◆ Selection ◆
______________________________
On September 9, the brother of President George W. Bush and son of President George H. Bush unveiled his long-awaited tax reform plan against the backdrop of a North Carolina factory. Unlike other approaches from his conservative brethren, Bush went out on a limb in proposing sweeping changes that would slash taxes for millions of low-income individuals, not just the upper crust and corporations.

According to estimates quoted in the Washington Post and other media sources, Bush’s plan would cost the federal government $1.2 trillion in tax revenue, based on the findings of his financial advisors after factoring in potential growth from the changes. A more traditional analysis indicates a loss closer to the $3.4 trillion mark.

For individual taxpayers, Bush would replace the current seven-bracket system with just three tiers of 10 percent, 25 percent and a top rate of 28 percent (down from the current 39.6 percent high), in addition to eliminating the marriage penalty. Naturally, he called for repeal of the alternative minimum tax (AMT), a standard rallying cry among Republicans. But he would also limit mortgage interest deductions to just 2 percent of adjusted gross income (AGI) and wipe out deductions for state and local income taxes, not likely to win him any favors from residents of high-tax states. Deductions for charitable gift-giving would remain untouched.

Both the standard deductions and the earned income tax credit (EITC) would be nearly doubled, so roughly 15 million more Americans would not have any tax liability at all. About 42 million families overall would benefit from the tax cuts.

On the business side, Bush proposed a reduction in the top corporate tax rate from 35 percent to 20 percent. He also said he would provide incentives to invest in U.S. businesses, relying on projections of expansion to prop up the estimated loss of tax revenue. Furthermore, he would assess a one-time tax on corporate funds being stashed overseas and eliminate interest deductions for corporations.

Like the other Republican presidential challengers, Bush has vowed to reform and simplify the big, bad tax code. “It punishes people for doing things we should encourage and rewards people for doing things that may not be good,” said Bush. “ It taxes paychecks hard but gives companies a write-off for debt. The current tax code makes it easier to borrow than build. I believe it’s time we build for the future, not borrow from it.”

Finally, echoing recent remarks from Republican frontrunner Donald Trump, Bush said he would close loopholes for hedge fund managers who can report earnings as capital gains instead of ordinary income. It’s another sign he is moving away from the far right and distancing himself from the failed campaign of 2012 GOP candidate Mitt Romney. With Donald Trump, the leading Democratic in the polls, Hillary Clinton, and now Jeb Bush all in agreement on this particular issue, politics and taxes can sure make strange bedfellows.
______________________________
◆ Extracted entries ◆
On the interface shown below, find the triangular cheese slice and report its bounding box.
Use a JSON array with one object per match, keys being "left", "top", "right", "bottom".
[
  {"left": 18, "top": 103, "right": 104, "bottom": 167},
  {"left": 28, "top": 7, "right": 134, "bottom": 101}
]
______________________________
◆ Stated problem 1 ◆
In the tax plan article, what top corporate tax rate does Bush propose?
◆ Stated problem 2 ◆
Transcribe the part of the tax plan article that begins at the words "For individual taxpayers, Bush" and stops after the words "the tax cuts.".
Rely only on the tax plan article, not on the rows.

◆ Complete output 1 ◆
20 percent, down from 35 percent.

◆ Complete output 2 ◆
For individual taxpayers, Bush would replace the current seven-bracket system with just three tiers of 10 percent, 25 percent and a top rate of 28 percent (down from the current 39.6 percent high), in addition to eliminating the marriage penalty. Naturally, he called for repeal of the alternative minimum tax (AMT), a standard rallying cry among Republicans. But he would also limit mortgage interest deductions to just 2 percent of adjusted gross income (AGI) and wipe out deductions for state and local income taxes, not likely to win him any favors from residents of high-tax states. Deductions for charitable gift-giving would remain untouched.

Both the standard deductions and the earned income tax credit (EITC) would be nearly doubled, so roughly 15 million more Americans would not have any tax liability at all. About 42 million families overall would benefit from the tax cuts.